* **Aim of the exercise**: Count the lines in the records below that contain the word "image". Reply with only that number.

* **Provided data**:
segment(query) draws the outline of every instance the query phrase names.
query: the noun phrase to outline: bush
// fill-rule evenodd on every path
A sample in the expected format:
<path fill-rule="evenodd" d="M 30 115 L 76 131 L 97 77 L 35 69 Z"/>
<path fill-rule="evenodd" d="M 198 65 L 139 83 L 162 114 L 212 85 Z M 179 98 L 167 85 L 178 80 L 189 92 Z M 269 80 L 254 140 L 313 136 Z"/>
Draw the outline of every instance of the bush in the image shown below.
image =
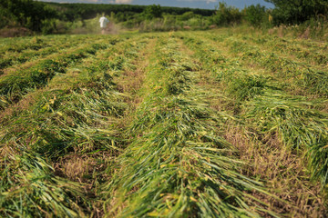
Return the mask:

==

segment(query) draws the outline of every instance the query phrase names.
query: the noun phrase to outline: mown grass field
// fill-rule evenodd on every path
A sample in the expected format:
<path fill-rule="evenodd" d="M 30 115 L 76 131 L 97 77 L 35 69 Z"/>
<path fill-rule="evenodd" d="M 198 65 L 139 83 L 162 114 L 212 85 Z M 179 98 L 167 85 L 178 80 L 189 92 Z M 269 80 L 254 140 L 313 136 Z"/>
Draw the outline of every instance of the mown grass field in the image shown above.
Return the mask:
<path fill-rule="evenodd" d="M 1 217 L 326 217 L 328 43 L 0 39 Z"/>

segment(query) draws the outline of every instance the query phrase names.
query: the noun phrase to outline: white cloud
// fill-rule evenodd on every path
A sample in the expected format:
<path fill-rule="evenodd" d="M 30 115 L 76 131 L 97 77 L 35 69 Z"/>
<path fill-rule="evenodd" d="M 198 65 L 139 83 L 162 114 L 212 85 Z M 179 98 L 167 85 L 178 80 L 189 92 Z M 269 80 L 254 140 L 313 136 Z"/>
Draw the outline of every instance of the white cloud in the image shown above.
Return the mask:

* **Complete answer**: 4